━━━ Record set ━━━
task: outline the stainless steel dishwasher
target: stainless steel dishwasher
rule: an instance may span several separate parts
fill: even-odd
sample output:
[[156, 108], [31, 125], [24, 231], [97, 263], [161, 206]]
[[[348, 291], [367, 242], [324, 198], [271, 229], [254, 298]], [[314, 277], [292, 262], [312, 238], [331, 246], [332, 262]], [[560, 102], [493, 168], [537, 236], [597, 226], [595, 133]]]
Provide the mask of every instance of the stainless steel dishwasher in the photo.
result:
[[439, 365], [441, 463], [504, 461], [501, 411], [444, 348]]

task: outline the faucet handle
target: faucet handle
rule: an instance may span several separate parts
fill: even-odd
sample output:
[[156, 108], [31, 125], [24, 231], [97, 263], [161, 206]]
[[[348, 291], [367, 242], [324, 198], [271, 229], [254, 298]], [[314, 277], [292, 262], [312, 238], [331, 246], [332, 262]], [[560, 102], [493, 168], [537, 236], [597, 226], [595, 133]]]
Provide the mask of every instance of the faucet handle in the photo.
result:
━━━
Exercise directions: Convert every line of both entries above into a JSON list of strings, one string per line, and leave out the blank lines.

Correct answer:
[
  "task: outline the stainless steel dishwasher",
  "target: stainless steel dishwasher",
  "rule: an instance may span several separate parts",
  "fill: even-odd",
  "sample output:",
  "[[156, 108], [31, 125], [24, 231], [97, 263], [161, 206]]",
  "[[[348, 291], [367, 242], [324, 198], [271, 229], [254, 298]], [[314, 277], [292, 262], [312, 238], [331, 246], [332, 262]], [[560, 102], [493, 168], [537, 236], [597, 226], [595, 133]]]",
  "Provide the mask of every instance of the stainless steel dishwasher in the photo.",
  "result:",
  "[[439, 365], [441, 463], [504, 461], [501, 411], [444, 348]]",
  "task: outline the faucet handle",
  "target: faucet handle",
  "rule: an instance may span several separate parts",
  "fill: even-odd",
  "sample output:",
  "[[156, 108], [31, 125], [24, 231], [97, 263], [161, 206]]",
  "[[[348, 291], [367, 242], [324, 198], [271, 229], [254, 298]], [[314, 277], [292, 262], [312, 238], [331, 246], [332, 262]], [[560, 102], [493, 168], [537, 236], [597, 226], [595, 133]]]",
  "Provide the mask of every instance of the faucet handle in the photo.",
  "result:"
]